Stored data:
-=-=-

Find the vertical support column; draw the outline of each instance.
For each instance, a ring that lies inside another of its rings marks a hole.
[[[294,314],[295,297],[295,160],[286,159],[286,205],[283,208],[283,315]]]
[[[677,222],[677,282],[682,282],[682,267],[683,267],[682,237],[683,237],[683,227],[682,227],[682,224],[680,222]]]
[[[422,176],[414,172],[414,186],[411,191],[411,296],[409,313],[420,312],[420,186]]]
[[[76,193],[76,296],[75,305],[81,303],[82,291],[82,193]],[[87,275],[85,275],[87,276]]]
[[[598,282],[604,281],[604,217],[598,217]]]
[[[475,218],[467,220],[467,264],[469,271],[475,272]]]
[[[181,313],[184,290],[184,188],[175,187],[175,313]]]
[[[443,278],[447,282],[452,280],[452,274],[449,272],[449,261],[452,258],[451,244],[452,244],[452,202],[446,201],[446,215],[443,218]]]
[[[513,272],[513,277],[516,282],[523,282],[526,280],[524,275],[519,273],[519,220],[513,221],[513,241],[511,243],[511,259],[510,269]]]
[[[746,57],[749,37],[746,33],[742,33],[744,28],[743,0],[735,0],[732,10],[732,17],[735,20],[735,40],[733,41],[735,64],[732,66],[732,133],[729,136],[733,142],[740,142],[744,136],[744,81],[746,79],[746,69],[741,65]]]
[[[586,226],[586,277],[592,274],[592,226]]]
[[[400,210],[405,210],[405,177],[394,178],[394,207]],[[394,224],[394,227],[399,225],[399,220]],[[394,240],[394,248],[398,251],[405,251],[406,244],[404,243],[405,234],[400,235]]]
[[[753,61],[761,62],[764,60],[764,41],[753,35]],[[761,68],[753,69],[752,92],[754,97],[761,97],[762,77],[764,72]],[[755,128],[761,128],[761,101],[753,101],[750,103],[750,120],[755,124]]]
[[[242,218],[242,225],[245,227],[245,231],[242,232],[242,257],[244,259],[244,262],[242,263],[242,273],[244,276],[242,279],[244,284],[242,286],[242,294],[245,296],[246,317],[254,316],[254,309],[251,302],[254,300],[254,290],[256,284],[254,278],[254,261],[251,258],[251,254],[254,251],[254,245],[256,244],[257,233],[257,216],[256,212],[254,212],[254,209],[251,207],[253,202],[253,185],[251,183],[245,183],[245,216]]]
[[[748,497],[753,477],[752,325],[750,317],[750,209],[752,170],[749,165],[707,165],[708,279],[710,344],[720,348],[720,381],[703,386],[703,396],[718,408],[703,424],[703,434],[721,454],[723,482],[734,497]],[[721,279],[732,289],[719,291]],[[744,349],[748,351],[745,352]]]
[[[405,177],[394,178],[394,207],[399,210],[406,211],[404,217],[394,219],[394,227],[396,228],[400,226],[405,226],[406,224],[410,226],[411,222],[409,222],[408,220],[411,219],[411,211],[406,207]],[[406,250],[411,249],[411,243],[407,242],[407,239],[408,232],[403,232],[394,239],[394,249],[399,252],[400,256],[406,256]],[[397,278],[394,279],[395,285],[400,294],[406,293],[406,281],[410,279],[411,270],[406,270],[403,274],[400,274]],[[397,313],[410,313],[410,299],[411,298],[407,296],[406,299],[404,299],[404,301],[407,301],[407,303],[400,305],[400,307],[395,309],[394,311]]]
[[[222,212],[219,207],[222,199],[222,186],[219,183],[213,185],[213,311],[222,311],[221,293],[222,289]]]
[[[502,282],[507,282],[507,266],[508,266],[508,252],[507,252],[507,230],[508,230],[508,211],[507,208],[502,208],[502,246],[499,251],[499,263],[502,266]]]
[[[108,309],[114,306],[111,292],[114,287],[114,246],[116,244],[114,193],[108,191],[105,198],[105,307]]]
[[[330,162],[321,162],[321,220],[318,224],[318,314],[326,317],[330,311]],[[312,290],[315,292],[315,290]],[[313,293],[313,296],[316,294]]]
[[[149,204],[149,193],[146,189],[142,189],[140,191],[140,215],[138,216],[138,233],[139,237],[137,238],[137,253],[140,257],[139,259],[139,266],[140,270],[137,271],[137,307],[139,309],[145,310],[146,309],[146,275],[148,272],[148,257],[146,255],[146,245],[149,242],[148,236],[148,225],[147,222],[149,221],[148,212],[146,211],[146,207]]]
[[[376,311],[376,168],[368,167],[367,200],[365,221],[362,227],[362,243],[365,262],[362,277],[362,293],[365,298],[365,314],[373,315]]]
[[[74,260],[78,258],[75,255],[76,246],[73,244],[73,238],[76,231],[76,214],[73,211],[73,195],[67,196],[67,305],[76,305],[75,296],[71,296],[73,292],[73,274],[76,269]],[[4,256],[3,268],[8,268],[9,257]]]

-=-=-

Every line in the records above with the string "each" in it should be shown.

SOLUTION TO THIS EXERCISE
Find the vertical support column; draw the outline of each instance.
For each instance, a ring that lies inside another of its rings marks a hole.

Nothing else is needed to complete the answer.